* **Given exercise**: Copy out the stretch of the records from their start through the line containing "[195,328,240,423]", both ends included. Leave the pictures out of your answer.

* **Stored records**:
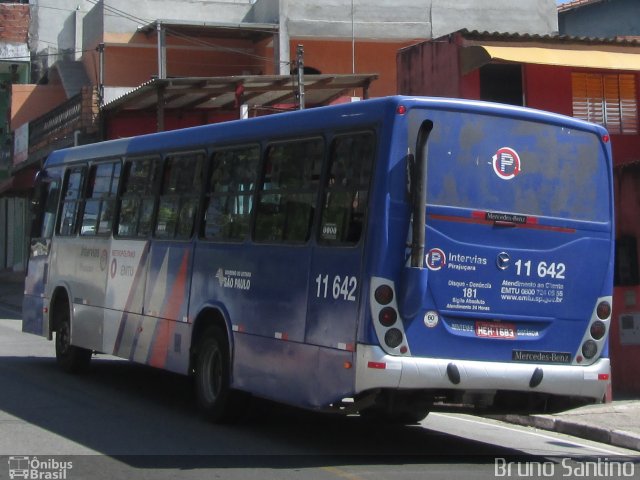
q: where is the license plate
[476,322,516,340]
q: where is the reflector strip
[429,212,576,233]
[367,362,387,370]
[338,343,355,352]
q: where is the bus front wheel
[55,303,93,373]
[195,328,240,423]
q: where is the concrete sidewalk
[492,400,640,452]
[0,271,640,452]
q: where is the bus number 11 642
[316,274,358,302]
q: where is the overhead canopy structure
[460,45,640,74]
[104,74,378,130]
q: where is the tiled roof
[558,0,603,13]
[454,29,640,47]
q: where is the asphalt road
[0,318,640,480]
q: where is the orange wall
[11,85,67,130]
[98,37,273,86]
[290,39,409,97]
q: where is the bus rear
[357,99,613,411]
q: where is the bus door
[104,157,160,358]
[139,152,205,370]
[305,132,375,352]
[407,106,612,365]
[22,170,61,335]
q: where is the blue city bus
[23,97,614,421]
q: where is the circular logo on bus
[100,249,108,272]
[491,147,522,180]
[426,248,447,271]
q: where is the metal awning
[104,74,378,113]
[460,45,640,74]
[0,167,37,195]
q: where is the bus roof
[45,96,606,167]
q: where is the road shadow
[0,357,552,469]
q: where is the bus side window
[116,157,159,238]
[204,146,260,242]
[254,139,324,243]
[58,167,86,236]
[154,153,204,239]
[319,133,374,245]
[80,161,121,235]
[30,179,60,238]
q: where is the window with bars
[571,72,638,134]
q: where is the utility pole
[296,45,304,110]
[156,20,167,79]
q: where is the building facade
[558,0,640,38]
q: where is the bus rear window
[420,111,610,222]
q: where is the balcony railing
[29,87,100,161]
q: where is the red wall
[397,42,463,97]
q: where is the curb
[491,415,640,451]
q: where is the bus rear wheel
[360,392,429,425]
[54,303,93,373]
[195,328,243,423]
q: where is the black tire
[360,392,430,425]
[195,328,244,423]
[54,303,93,373]
[360,407,429,425]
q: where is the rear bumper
[356,345,611,401]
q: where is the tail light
[370,277,411,355]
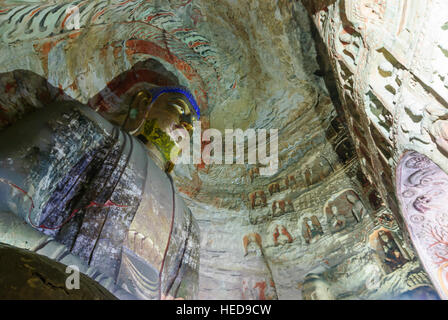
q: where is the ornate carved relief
[397,152,448,299]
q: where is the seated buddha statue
[0,70,199,299]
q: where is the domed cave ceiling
[0,0,448,299]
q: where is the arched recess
[397,151,448,300]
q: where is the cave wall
[303,0,448,298]
[0,0,443,299]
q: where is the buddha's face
[124,91,195,171]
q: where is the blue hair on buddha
[151,86,201,120]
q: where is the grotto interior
[0,0,448,300]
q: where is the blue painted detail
[150,87,201,120]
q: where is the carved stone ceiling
[0,0,440,299]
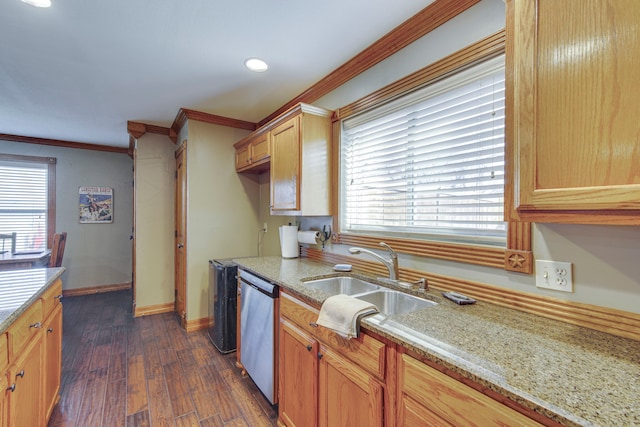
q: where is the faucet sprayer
[349,242,398,280]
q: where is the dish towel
[316,294,378,339]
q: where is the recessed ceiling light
[22,0,51,7]
[242,58,269,73]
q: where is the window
[0,154,56,251]
[340,55,507,247]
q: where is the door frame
[174,139,187,328]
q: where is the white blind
[340,56,506,245]
[0,161,48,251]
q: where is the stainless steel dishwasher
[240,270,278,404]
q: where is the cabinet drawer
[0,333,9,375]
[40,279,62,319]
[280,292,386,379]
[398,354,541,426]
[9,300,42,359]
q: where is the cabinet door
[9,334,44,427]
[43,305,62,419]
[507,0,640,224]
[279,318,318,427]
[398,354,541,427]
[318,345,384,427]
[271,116,300,211]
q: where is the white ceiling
[0,0,433,147]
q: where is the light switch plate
[536,260,573,292]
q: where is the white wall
[181,120,261,320]
[135,133,176,310]
[0,141,133,290]
[314,0,640,313]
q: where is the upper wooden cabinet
[234,103,332,216]
[505,0,640,225]
[234,132,271,173]
[270,104,331,216]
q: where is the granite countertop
[235,257,640,427]
[0,267,65,334]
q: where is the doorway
[174,140,187,328]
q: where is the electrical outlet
[536,260,573,292]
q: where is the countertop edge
[233,259,595,427]
[0,267,66,334]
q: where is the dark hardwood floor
[49,291,277,427]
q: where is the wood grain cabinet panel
[506,0,640,225]
[398,354,541,427]
[318,345,384,427]
[234,131,271,173]
[278,318,318,427]
[9,334,45,427]
[43,304,62,420]
[0,280,62,427]
[271,104,331,215]
[8,300,43,360]
[278,292,386,427]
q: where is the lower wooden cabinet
[9,334,45,427]
[278,292,557,427]
[398,354,542,427]
[318,345,385,427]
[278,318,318,427]
[0,280,62,427]
[279,293,386,427]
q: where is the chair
[0,232,17,254]
[49,231,67,267]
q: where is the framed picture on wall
[78,187,113,224]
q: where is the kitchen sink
[354,290,438,315]
[304,276,380,295]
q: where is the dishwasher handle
[240,270,278,298]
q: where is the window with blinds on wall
[0,155,55,252]
[340,56,507,246]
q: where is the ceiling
[0,0,433,147]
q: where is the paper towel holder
[319,224,331,249]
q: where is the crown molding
[0,133,129,154]
[259,0,480,126]
[168,108,258,143]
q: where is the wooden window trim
[0,154,57,248]
[331,30,533,274]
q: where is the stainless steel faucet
[349,242,398,280]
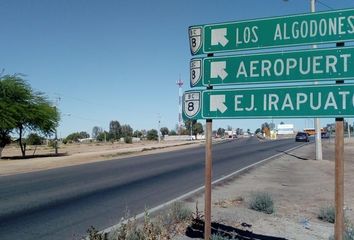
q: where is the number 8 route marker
[183,84,354,119]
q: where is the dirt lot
[182,140,354,240]
[0,141,205,176]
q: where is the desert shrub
[249,192,274,214]
[210,234,229,240]
[317,205,336,223]
[87,226,106,240]
[170,202,193,222]
[329,223,354,240]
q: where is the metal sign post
[204,119,213,240]
[334,42,344,240]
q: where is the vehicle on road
[295,132,310,142]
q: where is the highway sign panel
[189,9,354,55]
[190,47,354,87]
[183,84,354,119]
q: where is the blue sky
[0,0,354,137]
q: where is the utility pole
[157,113,161,143]
[310,0,322,160]
[54,106,58,155]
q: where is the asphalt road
[0,137,302,240]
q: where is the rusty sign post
[334,42,344,240]
[204,119,213,239]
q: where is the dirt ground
[0,141,202,176]
[182,139,354,240]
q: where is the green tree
[160,127,170,137]
[0,75,59,156]
[66,131,90,142]
[96,131,108,142]
[146,129,159,141]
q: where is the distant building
[277,124,294,135]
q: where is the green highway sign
[183,84,354,119]
[190,47,354,87]
[189,9,354,55]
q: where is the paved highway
[0,137,301,240]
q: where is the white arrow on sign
[211,28,229,47]
[210,95,227,113]
[210,62,228,80]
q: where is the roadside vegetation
[87,202,192,240]
[0,74,59,158]
[249,192,274,214]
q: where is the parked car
[295,132,310,142]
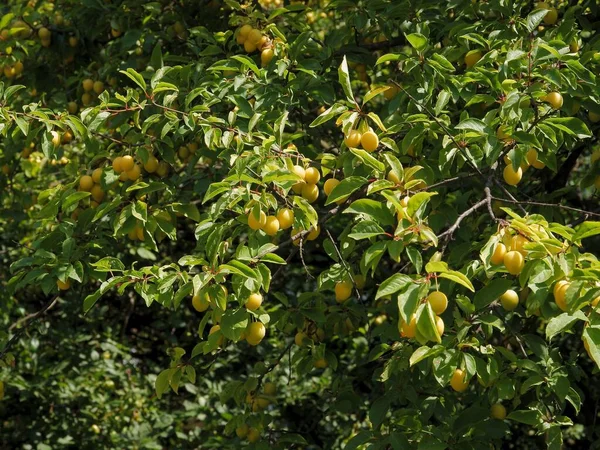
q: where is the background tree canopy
[0,0,600,450]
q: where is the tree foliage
[0,0,600,450]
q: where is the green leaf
[406,33,427,52]
[369,395,392,429]
[219,259,258,281]
[131,200,148,223]
[544,117,592,139]
[363,86,390,105]
[90,256,125,272]
[525,9,548,33]
[119,67,146,92]
[350,148,385,172]
[406,192,437,217]
[325,176,369,206]
[221,307,249,341]
[547,425,563,450]
[338,56,356,104]
[425,261,475,292]
[398,280,423,322]
[473,278,513,309]
[571,222,600,242]
[581,327,600,367]
[62,191,91,210]
[375,273,412,300]
[231,55,260,76]
[546,311,587,341]
[409,345,445,367]
[507,410,542,425]
[417,302,442,343]
[309,103,348,128]
[154,368,175,398]
[344,200,394,226]
[83,276,129,313]
[202,181,231,203]
[348,220,385,240]
[344,431,372,450]
[455,118,489,135]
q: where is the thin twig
[0,294,60,360]
[492,197,600,217]
[325,229,360,300]
[438,198,488,243]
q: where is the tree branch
[492,197,600,217]
[0,294,60,359]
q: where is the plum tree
[0,0,600,450]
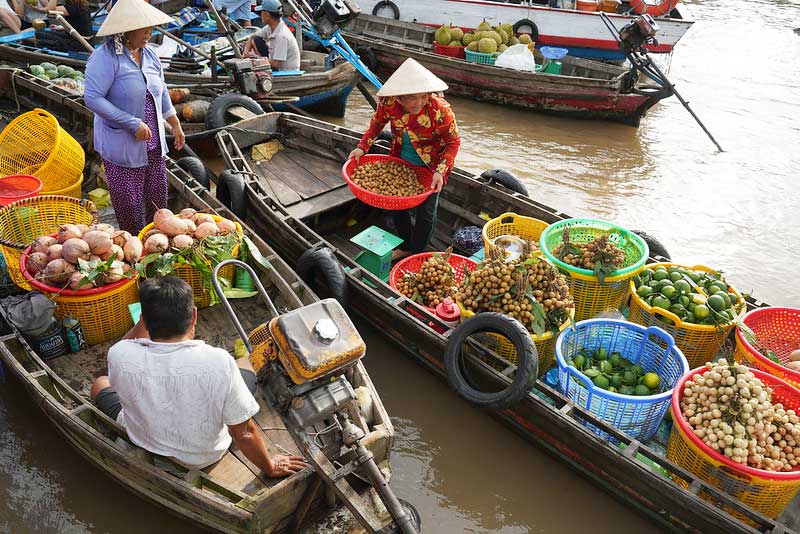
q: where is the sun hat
[378,58,447,96]
[97,0,174,37]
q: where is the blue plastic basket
[556,319,689,442]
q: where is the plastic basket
[539,219,650,321]
[556,319,689,441]
[464,48,497,65]
[735,308,800,388]
[433,43,466,59]
[342,154,433,210]
[18,241,139,345]
[0,108,86,191]
[0,195,97,290]
[481,212,548,253]
[0,174,42,206]
[667,367,800,518]
[628,263,745,368]
[139,214,242,308]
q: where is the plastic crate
[539,219,650,321]
[667,367,800,518]
[556,319,689,442]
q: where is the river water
[0,0,800,534]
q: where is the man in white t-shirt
[91,276,308,477]
[244,0,300,70]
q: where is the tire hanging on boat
[206,93,264,130]
[217,169,247,221]
[444,312,539,410]
[297,243,350,309]
[481,169,530,197]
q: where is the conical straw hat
[97,0,174,37]
[378,58,447,96]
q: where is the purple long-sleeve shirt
[83,39,175,167]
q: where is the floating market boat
[359,0,694,60]
[346,15,671,126]
[206,113,798,534]
[0,164,394,532]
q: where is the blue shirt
[83,38,175,168]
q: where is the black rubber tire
[444,312,539,410]
[631,230,672,261]
[511,19,539,42]
[175,156,210,189]
[206,93,264,130]
[481,169,530,197]
[297,244,350,309]
[217,169,247,221]
[372,0,400,20]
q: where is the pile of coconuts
[26,224,142,291]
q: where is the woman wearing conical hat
[349,58,461,259]
[84,0,185,235]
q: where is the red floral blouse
[358,95,461,180]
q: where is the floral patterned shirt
[358,95,461,180]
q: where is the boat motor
[212,259,416,534]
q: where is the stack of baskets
[539,219,650,321]
[0,109,85,198]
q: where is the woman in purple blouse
[84,0,185,235]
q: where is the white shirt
[108,339,259,468]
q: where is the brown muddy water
[0,0,800,534]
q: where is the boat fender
[175,156,210,189]
[511,19,539,43]
[481,169,529,197]
[631,0,680,17]
[297,243,349,309]
[206,93,264,130]
[372,0,400,20]
[444,312,539,410]
[631,230,672,261]
[217,169,247,221]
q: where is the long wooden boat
[358,0,693,60]
[345,15,670,126]
[0,164,394,533]
[211,113,800,534]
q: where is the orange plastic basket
[342,154,433,210]
[139,214,242,308]
[667,367,800,518]
[0,195,97,291]
[628,263,746,368]
[0,108,86,191]
[735,308,800,388]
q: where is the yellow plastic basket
[481,212,548,253]
[0,108,86,191]
[628,263,746,368]
[139,215,242,308]
[0,195,97,291]
[667,367,800,519]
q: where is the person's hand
[431,172,444,193]
[136,122,153,141]
[347,148,364,162]
[266,454,308,478]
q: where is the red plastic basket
[433,43,467,59]
[0,174,42,206]
[342,154,433,210]
[389,252,478,310]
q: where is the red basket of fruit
[342,154,433,210]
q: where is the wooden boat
[0,164,394,532]
[208,113,798,534]
[358,0,693,60]
[345,15,670,126]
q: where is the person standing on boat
[243,0,300,70]
[348,58,461,260]
[84,0,185,235]
[90,278,308,477]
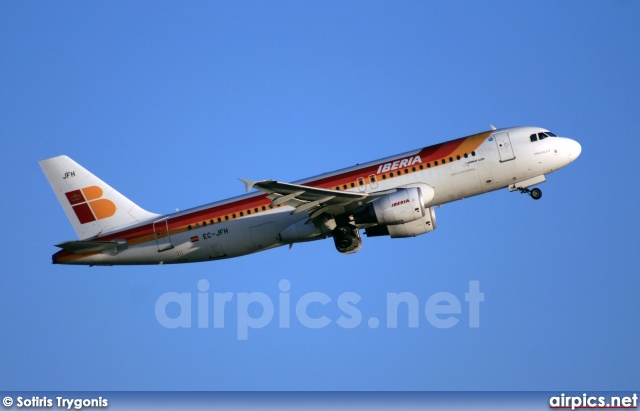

* **Output**:
q: where is the license plate
[476,322,516,340]
q: where is the reflector strip
[429,212,576,233]
[367,362,387,370]
[338,343,355,352]
q: where is the bus front wheel
[55,303,93,373]
[195,328,240,423]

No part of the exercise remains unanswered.